▶ [The task]
Your job is to set down the stretch of entries that opens with the line containing "Spot the sponsor" and closes with the line containing "Spot the footpeg, then". Keep both end lines, copy each exactly, and add nothing.

▶ [Task data]
- Opening Delimiter -

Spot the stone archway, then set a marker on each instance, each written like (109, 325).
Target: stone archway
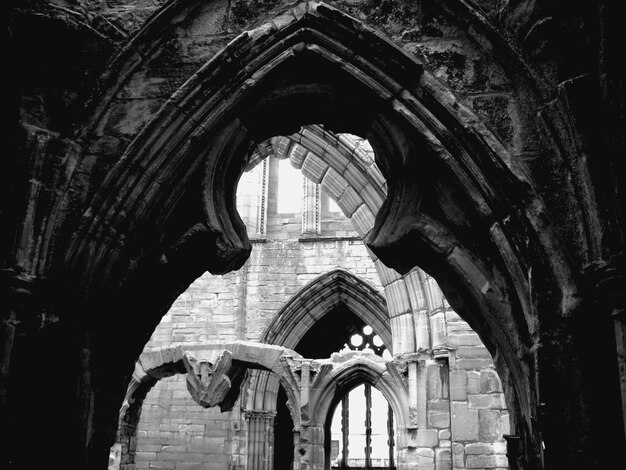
(130, 247)
(407, 131)
(316, 300)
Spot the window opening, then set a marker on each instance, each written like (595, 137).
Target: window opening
(290, 185)
(362, 431)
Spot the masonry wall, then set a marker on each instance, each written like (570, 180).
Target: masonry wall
(464, 415)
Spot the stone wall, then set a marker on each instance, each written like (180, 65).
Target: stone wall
(463, 415)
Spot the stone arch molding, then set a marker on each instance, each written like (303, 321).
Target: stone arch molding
(303, 310)
(311, 385)
(452, 206)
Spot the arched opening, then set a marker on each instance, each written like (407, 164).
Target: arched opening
(297, 76)
(360, 434)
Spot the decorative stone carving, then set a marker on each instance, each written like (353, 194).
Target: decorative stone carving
(208, 382)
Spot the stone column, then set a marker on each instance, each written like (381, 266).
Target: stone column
(311, 224)
(260, 425)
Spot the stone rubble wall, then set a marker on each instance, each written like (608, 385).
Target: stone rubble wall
(466, 414)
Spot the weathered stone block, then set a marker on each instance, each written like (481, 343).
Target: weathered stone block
(494, 401)
(477, 448)
(480, 461)
(489, 382)
(490, 429)
(473, 382)
(443, 459)
(464, 425)
(438, 419)
(427, 438)
(458, 455)
(458, 385)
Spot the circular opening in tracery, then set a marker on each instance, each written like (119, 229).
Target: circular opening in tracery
(356, 340)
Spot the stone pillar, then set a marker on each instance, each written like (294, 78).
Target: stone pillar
(260, 425)
(311, 224)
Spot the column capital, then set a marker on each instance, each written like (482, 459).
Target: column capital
(258, 414)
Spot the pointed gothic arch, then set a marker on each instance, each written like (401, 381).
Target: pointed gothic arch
(166, 211)
(318, 298)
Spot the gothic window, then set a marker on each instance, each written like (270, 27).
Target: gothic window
(289, 193)
(362, 429)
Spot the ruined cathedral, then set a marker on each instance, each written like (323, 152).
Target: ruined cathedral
(301, 235)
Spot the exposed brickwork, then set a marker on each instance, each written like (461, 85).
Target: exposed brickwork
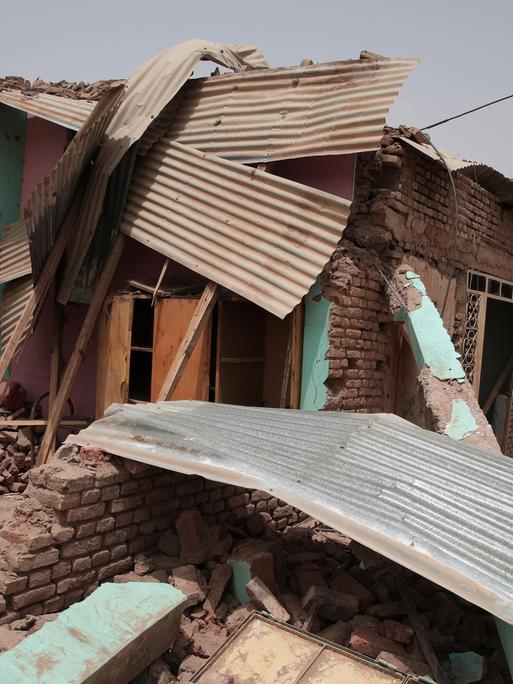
(403, 212)
(81, 521)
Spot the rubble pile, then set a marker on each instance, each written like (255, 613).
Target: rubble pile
(310, 577)
(68, 89)
(15, 442)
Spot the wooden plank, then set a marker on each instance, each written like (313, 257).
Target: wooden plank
(80, 349)
(421, 634)
(508, 368)
(196, 326)
(171, 322)
(40, 422)
(36, 298)
(114, 336)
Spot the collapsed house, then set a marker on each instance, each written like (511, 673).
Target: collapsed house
(247, 239)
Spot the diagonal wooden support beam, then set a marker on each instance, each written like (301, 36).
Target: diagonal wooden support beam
(70, 374)
(196, 326)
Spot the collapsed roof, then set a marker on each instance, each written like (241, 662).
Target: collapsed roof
(436, 506)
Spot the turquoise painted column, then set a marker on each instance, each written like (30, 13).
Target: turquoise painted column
(13, 125)
(315, 346)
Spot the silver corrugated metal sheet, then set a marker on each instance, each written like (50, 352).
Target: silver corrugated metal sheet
(439, 507)
(61, 110)
(264, 237)
(15, 296)
(14, 253)
(333, 108)
(51, 199)
(147, 92)
(494, 181)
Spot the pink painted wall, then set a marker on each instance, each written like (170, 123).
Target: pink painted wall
(331, 174)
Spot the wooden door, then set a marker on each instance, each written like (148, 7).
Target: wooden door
(113, 367)
(171, 320)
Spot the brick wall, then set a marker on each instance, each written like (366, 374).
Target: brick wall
(403, 212)
(84, 517)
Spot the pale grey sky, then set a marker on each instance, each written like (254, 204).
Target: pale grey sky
(466, 49)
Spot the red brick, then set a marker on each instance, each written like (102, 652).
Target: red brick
(83, 547)
(192, 532)
(90, 496)
(111, 492)
(105, 524)
(86, 512)
(86, 529)
(115, 568)
(32, 596)
(40, 578)
(370, 643)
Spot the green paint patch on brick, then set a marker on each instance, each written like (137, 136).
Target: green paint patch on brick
(430, 342)
(462, 422)
(104, 638)
(315, 347)
(241, 574)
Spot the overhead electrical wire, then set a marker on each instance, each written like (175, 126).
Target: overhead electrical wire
(469, 111)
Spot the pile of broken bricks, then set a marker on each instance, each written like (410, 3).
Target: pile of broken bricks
(312, 578)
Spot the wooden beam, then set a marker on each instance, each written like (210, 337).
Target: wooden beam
(40, 422)
(37, 297)
(196, 326)
(508, 368)
(70, 374)
(421, 634)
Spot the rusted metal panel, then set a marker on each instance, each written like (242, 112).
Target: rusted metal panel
(252, 116)
(61, 110)
(264, 237)
(14, 298)
(14, 253)
(290, 656)
(51, 199)
(147, 92)
(436, 506)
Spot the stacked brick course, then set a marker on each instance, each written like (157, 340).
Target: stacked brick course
(84, 517)
(403, 210)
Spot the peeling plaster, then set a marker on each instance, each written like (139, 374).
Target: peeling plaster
(462, 421)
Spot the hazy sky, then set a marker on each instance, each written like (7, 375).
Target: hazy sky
(466, 47)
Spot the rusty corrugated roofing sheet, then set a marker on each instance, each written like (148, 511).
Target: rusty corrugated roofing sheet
(14, 253)
(434, 505)
(15, 296)
(61, 110)
(264, 237)
(51, 199)
(147, 92)
(494, 181)
(333, 108)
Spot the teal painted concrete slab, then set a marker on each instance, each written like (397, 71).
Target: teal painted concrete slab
(430, 341)
(315, 346)
(109, 637)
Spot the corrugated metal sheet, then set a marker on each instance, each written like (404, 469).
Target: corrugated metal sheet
(14, 253)
(51, 199)
(147, 92)
(61, 110)
(15, 296)
(439, 507)
(494, 181)
(333, 108)
(264, 237)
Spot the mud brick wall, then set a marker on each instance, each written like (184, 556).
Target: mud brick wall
(403, 212)
(84, 516)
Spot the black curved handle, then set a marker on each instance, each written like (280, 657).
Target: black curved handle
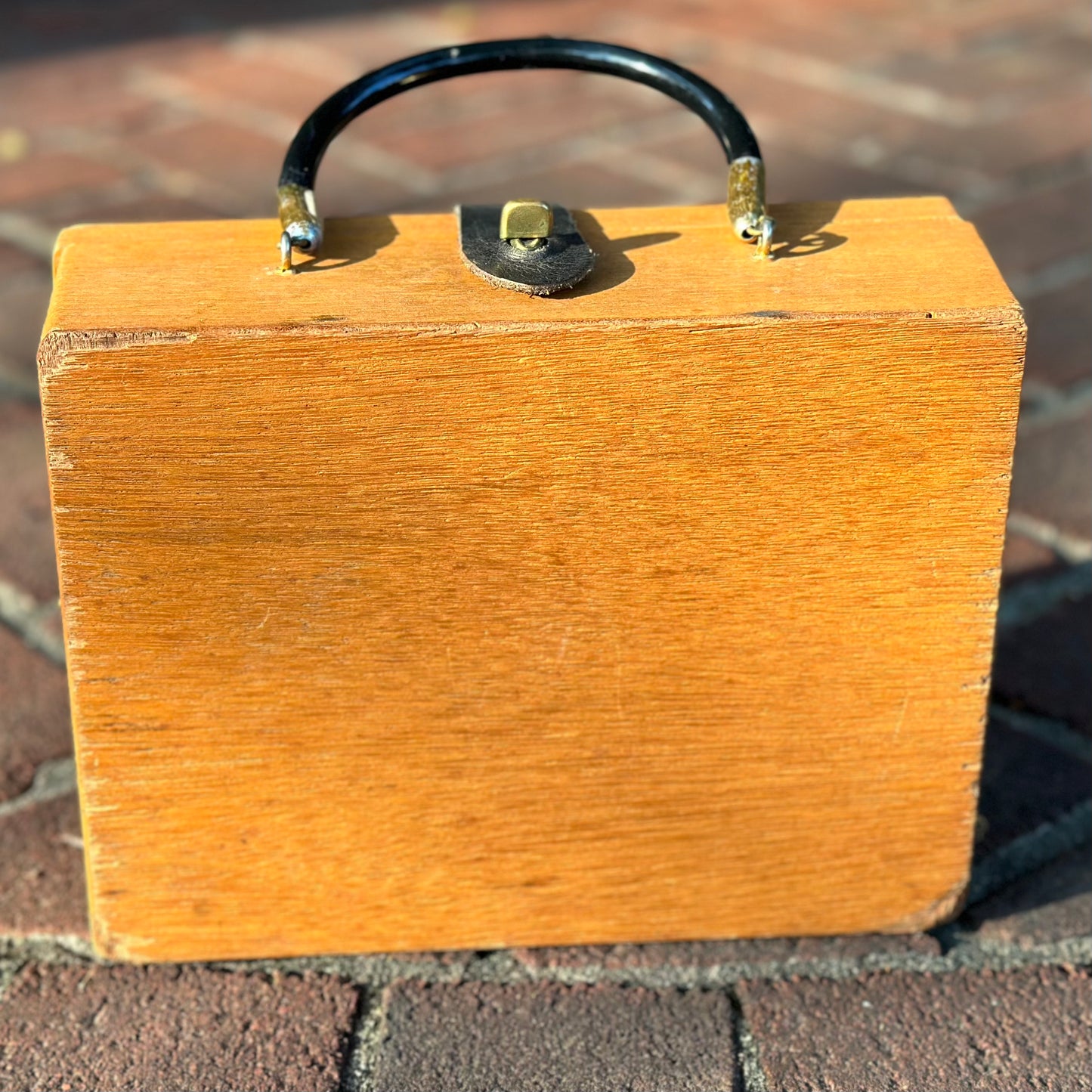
(299, 218)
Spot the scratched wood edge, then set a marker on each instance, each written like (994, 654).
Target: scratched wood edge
(63, 348)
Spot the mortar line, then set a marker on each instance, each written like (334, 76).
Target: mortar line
(53, 779)
(967, 954)
(370, 1028)
(748, 1055)
(26, 616)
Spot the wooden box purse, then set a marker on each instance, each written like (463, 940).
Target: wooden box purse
(653, 600)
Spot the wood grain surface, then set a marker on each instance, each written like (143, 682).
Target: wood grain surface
(407, 613)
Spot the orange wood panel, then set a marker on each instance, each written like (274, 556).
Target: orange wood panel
(405, 613)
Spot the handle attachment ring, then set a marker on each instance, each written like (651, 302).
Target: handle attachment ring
(746, 198)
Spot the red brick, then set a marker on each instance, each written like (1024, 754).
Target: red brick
(702, 956)
(42, 885)
(1043, 132)
(1025, 784)
(1044, 667)
(976, 1032)
(546, 1037)
(1052, 905)
(1038, 230)
(221, 79)
(1017, 67)
(1060, 333)
(48, 174)
(147, 208)
(1052, 474)
(171, 1028)
(34, 713)
(240, 166)
(26, 529)
(83, 88)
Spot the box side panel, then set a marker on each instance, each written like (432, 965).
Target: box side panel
(473, 640)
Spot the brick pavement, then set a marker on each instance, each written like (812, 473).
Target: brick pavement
(130, 110)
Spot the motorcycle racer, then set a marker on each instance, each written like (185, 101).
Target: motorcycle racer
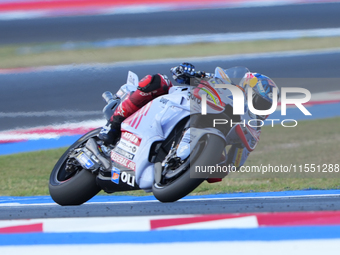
(152, 86)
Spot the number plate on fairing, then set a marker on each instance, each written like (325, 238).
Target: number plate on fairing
(84, 160)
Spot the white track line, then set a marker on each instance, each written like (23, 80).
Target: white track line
(184, 200)
(100, 66)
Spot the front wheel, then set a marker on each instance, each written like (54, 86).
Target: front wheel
(77, 187)
(183, 185)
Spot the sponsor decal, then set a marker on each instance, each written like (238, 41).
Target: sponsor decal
(128, 178)
(135, 119)
(84, 160)
(164, 101)
(132, 138)
(238, 157)
(127, 146)
(115, 173)
(123, 161)
(124, 153)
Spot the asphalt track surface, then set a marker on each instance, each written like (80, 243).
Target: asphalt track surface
(79, 89)
(94, 28)
(207, 206)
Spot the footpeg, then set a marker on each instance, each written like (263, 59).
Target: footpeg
(92, 146)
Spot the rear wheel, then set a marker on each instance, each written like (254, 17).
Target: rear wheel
(73, 187)
(210, 151)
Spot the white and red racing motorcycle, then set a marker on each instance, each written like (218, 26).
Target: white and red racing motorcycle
(160, 146)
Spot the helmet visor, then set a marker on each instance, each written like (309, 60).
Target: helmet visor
(260, 103)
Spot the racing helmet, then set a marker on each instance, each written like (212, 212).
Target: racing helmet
(262, 86)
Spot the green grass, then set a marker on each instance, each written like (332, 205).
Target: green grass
(315, 141)
(9, 57)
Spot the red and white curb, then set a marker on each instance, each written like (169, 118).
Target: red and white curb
(29, 9)
(181, 222)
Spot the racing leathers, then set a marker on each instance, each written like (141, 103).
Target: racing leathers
(152, 86)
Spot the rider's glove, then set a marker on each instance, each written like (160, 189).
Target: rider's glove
(183, 73)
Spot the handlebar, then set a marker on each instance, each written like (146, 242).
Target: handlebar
(107, 96)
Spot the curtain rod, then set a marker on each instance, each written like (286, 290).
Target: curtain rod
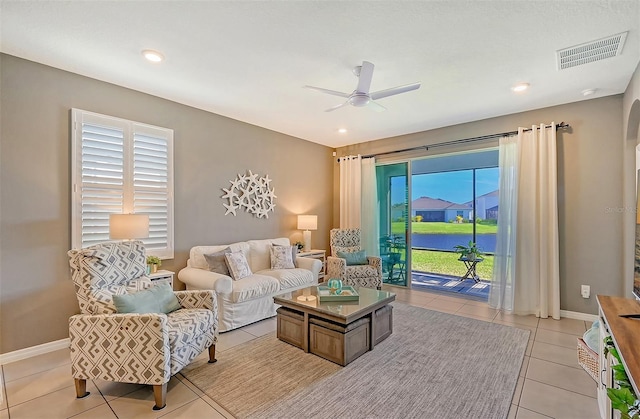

- Closing Delimiter -

▶ [Answer to the problem]
Spot the sponsor decal, then set a marker on each instance, each written like (238, 41).
Target: sponsor decal
(128, 178)
(135, 119)
(84, 160)
(164, 101)
(132, 138)
(238, 157)
(127, 146)
(115, 173)
(123, 161)
(124, 153)
Spot the asphalt track surface, then set a marker on each instance, each written like (80, 243).
Target: asphalt track surface
(79, 89)
(94, 28)
(207, 206)
Spot the footpeg, then set a marker on each instance, each written like (263, 59).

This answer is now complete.